Your output should be the line with "query | house" and all following lines of the data below, through the end, repeated exactly.

(Saved entries)
^^^^

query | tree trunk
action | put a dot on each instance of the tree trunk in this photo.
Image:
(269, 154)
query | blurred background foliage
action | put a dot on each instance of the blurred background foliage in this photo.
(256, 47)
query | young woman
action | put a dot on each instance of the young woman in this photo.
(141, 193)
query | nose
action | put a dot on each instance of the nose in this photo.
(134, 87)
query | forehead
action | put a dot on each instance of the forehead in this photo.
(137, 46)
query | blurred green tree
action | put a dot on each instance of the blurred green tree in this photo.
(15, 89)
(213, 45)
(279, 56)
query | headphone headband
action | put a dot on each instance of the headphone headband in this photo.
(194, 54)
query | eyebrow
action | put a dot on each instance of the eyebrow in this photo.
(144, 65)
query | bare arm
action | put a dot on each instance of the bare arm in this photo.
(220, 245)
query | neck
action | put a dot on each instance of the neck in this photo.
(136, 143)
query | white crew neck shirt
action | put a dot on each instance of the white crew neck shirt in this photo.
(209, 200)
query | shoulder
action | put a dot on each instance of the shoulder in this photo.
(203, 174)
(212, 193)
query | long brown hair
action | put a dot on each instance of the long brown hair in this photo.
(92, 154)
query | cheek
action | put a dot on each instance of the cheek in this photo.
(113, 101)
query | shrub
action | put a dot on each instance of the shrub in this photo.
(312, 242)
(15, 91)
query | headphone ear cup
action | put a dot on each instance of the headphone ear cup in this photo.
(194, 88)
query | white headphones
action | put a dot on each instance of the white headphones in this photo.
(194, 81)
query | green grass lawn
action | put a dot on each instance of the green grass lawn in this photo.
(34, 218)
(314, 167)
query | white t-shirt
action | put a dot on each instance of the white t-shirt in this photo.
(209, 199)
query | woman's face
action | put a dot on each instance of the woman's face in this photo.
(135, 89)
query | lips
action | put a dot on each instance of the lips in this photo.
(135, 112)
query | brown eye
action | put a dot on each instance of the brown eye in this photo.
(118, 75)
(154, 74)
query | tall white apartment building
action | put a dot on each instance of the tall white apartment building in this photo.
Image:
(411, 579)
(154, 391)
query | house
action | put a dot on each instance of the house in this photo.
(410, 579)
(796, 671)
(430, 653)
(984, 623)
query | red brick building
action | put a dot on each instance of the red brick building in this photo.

^^^^

- YOUR SOLUTION
query | house
action | put a dot on each instance of the house in this photo.
(410, 579)
(796, 671)
(430, 653)
(984, 623)
query | red brick building
action | put a dot on each instance of the red brick building in this photo.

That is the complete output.